*SET PROBLEM*. Collect each line from the entries below that contains the word "cushion".

*EXCERPTED DATA*.

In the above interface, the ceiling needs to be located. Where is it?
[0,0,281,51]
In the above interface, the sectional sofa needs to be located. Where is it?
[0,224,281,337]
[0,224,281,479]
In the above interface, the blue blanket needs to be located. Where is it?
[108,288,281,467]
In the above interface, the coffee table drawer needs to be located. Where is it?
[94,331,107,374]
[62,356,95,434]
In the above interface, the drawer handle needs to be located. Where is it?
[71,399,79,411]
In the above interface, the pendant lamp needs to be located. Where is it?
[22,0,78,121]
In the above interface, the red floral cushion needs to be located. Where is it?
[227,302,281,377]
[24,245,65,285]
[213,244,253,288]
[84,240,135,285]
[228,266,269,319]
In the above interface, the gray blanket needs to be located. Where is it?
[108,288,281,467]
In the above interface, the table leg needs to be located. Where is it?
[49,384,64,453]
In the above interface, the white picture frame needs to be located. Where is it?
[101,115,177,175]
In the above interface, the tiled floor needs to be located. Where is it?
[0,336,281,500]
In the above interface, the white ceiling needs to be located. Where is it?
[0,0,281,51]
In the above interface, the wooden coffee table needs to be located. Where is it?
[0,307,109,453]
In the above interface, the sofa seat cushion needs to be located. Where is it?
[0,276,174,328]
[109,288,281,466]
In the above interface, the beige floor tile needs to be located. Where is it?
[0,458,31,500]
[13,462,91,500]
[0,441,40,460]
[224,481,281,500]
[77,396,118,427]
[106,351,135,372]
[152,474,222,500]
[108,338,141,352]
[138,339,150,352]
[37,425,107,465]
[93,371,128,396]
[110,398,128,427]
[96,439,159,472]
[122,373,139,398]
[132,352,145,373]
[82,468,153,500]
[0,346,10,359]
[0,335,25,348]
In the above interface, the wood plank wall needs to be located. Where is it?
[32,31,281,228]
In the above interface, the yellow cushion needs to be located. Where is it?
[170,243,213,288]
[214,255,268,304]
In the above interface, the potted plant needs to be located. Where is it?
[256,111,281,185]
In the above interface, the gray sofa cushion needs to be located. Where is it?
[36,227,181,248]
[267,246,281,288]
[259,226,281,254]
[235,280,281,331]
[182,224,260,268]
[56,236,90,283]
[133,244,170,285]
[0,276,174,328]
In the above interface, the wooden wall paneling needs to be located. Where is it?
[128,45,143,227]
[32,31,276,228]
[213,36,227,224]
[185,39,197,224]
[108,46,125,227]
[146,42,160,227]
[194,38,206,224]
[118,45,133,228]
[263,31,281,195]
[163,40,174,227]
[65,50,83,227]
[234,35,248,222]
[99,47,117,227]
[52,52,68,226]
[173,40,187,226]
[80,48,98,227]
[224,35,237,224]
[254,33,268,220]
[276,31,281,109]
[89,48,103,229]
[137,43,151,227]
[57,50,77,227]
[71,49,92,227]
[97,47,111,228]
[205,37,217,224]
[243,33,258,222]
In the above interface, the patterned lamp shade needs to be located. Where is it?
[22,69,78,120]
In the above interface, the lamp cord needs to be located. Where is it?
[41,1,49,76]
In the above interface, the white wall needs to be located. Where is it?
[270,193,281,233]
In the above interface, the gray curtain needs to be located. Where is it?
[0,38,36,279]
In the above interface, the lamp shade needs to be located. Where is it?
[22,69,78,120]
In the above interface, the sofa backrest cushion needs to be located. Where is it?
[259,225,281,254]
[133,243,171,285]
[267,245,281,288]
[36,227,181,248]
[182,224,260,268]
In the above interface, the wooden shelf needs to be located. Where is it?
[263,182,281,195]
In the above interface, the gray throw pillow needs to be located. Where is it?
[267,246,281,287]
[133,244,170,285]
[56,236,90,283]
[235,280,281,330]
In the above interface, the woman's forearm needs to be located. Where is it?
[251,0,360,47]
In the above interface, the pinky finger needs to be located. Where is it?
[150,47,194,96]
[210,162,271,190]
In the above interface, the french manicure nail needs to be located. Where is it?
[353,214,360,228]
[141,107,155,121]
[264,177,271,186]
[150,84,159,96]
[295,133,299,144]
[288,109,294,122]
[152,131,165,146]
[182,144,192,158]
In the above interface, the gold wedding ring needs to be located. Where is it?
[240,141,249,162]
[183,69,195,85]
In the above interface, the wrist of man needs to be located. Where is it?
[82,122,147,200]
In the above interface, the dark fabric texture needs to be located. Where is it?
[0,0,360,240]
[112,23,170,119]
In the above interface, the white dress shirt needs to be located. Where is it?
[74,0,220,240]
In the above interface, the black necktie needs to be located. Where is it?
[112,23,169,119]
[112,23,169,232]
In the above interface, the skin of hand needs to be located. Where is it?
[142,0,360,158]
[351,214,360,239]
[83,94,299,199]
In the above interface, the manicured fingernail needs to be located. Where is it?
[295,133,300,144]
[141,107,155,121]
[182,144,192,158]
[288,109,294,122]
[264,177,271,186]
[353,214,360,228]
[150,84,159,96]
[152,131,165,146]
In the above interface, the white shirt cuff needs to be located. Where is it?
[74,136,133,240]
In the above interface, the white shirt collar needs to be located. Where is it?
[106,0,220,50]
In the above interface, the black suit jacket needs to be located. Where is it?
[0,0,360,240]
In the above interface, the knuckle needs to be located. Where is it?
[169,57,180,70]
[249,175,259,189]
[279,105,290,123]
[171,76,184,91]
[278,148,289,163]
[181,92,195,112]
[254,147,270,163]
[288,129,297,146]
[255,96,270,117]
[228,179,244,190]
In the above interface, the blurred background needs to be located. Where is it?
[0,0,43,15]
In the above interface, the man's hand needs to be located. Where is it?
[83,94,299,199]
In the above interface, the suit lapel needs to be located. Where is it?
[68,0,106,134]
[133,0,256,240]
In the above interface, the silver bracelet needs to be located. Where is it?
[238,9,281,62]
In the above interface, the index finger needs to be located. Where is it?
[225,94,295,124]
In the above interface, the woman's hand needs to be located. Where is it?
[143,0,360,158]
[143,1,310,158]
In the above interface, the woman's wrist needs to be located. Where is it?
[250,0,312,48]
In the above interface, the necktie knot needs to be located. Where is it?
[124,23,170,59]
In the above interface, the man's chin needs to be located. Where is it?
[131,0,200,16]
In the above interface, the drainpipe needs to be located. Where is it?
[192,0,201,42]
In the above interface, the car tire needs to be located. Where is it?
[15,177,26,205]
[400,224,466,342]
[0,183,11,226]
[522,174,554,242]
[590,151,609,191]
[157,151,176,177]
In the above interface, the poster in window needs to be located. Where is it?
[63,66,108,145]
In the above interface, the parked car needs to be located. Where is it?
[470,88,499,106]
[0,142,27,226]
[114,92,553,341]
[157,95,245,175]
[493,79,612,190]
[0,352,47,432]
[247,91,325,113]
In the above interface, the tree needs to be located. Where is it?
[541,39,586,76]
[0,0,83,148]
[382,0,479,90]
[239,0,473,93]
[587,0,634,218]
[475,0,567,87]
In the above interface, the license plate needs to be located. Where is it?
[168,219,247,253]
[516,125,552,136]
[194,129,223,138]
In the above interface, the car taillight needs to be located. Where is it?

*SOLUTION TO THE PROBLEM*.
In the above interface, the red floral cushion needs to be located. Where is it?
In the above interface, the sofa seat cushion needs to be located. Where is it?
In the above interface, the yellow cushion needs to be located. Where is it?
In the above interface, the gray sofa cushion needs to be located. Where is it?
In the above interface, the sofa backrest cushion needs to be located. Where is it?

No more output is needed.